■ **Entries**:
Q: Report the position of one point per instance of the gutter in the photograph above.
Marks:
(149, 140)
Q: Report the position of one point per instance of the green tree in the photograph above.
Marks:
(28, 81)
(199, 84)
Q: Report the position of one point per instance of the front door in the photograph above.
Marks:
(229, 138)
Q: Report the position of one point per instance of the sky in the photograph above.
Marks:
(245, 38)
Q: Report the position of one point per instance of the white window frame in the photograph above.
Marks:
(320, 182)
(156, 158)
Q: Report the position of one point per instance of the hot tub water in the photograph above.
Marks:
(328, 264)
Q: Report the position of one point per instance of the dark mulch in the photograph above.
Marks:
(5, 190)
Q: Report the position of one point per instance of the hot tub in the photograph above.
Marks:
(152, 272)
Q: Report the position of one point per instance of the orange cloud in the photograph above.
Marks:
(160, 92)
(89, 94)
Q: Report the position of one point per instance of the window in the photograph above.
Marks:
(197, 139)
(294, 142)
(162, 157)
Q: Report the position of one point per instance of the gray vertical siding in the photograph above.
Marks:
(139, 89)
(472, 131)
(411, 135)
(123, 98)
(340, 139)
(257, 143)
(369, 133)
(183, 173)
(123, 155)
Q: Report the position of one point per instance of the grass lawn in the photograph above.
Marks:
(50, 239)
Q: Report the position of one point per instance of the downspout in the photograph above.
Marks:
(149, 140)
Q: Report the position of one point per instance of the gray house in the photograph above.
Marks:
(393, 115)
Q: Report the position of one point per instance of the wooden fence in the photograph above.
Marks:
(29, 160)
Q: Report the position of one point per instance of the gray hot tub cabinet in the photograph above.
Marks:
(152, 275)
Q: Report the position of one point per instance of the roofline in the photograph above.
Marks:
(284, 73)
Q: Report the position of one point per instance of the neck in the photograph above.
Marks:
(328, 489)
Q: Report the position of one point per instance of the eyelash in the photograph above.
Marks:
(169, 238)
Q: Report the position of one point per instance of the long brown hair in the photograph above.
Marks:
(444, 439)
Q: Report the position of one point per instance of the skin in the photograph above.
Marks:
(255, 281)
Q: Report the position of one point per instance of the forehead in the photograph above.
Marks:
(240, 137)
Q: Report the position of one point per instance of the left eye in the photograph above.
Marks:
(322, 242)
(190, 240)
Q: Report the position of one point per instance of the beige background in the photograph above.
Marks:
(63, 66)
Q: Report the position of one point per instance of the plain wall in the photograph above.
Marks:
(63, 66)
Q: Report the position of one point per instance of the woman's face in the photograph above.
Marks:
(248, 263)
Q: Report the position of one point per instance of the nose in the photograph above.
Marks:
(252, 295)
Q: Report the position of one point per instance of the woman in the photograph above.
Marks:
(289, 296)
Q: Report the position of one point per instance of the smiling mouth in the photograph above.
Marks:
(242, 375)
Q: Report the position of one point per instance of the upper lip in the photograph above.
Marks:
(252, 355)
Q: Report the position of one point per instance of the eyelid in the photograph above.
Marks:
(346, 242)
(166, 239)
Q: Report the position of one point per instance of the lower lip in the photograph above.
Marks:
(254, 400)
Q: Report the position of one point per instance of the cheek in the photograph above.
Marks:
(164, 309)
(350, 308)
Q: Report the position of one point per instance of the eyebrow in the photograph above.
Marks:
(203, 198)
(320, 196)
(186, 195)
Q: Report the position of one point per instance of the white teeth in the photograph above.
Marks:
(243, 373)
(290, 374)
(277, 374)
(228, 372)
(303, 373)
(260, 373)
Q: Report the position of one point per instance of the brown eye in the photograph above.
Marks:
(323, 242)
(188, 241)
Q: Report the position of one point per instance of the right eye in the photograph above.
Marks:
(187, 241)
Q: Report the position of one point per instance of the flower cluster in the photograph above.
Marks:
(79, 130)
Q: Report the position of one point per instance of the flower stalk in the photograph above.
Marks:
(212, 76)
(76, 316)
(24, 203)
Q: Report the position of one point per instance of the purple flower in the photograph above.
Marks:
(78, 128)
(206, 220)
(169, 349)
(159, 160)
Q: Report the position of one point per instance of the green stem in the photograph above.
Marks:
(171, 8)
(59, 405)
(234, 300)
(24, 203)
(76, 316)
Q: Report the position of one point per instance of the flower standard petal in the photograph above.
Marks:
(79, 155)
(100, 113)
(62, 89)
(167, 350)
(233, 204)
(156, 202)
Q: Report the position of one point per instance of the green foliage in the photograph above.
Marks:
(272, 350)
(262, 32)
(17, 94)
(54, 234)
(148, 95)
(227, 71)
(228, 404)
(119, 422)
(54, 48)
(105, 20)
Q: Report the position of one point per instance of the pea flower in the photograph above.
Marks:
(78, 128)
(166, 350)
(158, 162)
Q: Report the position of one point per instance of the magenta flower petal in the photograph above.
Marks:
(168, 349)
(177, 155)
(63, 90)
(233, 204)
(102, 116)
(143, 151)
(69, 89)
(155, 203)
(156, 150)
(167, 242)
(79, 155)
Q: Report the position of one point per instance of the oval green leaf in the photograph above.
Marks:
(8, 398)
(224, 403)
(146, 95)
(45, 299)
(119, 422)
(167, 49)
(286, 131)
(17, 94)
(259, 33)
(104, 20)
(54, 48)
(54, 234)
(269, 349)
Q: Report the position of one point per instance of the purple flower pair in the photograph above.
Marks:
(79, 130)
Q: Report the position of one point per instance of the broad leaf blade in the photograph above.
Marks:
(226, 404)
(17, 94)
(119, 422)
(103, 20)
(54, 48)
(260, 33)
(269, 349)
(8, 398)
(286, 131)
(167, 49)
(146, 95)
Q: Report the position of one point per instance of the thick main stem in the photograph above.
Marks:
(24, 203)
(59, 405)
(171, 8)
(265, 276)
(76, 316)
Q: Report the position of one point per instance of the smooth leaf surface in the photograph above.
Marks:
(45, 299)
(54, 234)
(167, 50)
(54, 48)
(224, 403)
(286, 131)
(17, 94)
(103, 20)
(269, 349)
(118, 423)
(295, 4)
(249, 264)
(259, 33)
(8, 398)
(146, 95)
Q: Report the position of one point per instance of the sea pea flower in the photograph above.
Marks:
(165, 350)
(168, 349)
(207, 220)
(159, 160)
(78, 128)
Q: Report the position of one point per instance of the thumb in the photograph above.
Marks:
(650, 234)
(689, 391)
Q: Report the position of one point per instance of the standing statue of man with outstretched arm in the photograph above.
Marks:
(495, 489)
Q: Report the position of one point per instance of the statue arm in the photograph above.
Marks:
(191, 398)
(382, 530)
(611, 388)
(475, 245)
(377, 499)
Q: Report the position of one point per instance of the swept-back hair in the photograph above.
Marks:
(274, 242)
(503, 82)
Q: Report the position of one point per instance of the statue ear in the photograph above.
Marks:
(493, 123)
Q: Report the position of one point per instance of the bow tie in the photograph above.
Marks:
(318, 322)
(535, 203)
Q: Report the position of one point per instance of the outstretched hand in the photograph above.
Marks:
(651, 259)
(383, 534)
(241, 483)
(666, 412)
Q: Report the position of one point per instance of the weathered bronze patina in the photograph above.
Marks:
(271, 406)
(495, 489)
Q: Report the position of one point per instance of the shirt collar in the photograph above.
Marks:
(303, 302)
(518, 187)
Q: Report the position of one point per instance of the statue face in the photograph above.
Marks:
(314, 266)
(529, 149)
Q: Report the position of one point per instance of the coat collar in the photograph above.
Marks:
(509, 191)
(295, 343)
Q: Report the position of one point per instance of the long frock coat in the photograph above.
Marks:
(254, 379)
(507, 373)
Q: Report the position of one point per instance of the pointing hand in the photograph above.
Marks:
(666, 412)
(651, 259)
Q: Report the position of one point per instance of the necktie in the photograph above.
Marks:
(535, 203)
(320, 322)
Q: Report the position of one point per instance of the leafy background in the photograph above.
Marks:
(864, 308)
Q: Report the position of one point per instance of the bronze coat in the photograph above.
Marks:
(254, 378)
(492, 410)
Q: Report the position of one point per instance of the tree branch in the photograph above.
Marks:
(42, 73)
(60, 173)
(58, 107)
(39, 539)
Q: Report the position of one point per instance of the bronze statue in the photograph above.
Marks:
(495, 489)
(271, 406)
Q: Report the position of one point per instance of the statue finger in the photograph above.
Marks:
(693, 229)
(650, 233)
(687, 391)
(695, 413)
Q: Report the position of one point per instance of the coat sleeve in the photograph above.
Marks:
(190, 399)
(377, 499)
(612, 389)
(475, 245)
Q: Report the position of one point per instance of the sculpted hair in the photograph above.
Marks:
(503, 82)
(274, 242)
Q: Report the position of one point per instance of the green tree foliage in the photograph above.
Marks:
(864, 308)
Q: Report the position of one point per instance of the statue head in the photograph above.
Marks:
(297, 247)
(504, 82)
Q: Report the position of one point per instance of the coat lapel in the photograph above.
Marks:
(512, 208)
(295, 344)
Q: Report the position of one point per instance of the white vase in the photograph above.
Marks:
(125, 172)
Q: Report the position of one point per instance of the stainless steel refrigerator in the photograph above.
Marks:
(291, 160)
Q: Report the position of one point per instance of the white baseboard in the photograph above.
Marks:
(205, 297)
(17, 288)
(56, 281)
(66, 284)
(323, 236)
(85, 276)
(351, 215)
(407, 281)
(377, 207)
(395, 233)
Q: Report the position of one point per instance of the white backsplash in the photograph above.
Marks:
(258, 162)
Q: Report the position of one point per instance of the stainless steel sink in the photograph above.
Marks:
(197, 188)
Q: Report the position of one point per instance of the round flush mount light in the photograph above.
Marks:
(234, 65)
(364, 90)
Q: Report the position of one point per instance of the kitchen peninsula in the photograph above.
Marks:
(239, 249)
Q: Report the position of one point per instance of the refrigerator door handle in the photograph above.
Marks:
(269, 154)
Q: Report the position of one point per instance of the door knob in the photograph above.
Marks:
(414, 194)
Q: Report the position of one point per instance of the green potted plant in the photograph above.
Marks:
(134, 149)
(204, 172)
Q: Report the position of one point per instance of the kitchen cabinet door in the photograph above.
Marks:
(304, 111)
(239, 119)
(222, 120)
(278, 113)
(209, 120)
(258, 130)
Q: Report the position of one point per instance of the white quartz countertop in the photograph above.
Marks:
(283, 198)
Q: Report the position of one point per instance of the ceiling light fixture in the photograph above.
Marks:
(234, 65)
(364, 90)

■ **Work to be completed**: Write out, word for word, the line containing "backsplash in the photograph above." and every line after it to the end of the data above.

■ **Solution below**:
Q: Report the position of one point per instance of the white backsplash in the photograph above.
Marks:
(258, 162)
Q: Report the position of one point per instance of the stainless steel sink in the photograph above.
Marks:
(197, 188)
Q: Report the position of one point per instance of the round flush mount light in the photograph above.
Marks:
(234, 65)
(364, 90)
Q: Report the position of one point per instance of the kitchen peninsula in the photograph above.
Marks:
(239, 249)
Q: Report the position of one point per instance of the refrigerator door handle in the photograph above.
Marks:
(269, 154)
Q: Report the position of one point per instance of the door knob in the photograph above.
Marks:
(414, 194)
Q: Report the position of one point per instance of the green potted plant in the photograph above.
Marks:
(134, 149)
(204, 172)
Q: Report the position of one point per instance of the kitchen cabinet door in the photograph above.
Marks:
(304, 111)
(239, 119)
(222, 120)
(278, 113)
(209, 120)
(258, 130)
Q: Report the position of one point per instance of the white quartz countertop in the photograph above.
Marks:
(283, 198)
Q: Report the position of one point per instance of the ceiling light fixture in the photograph above.
Marks:
(234, 65)
(364, 90)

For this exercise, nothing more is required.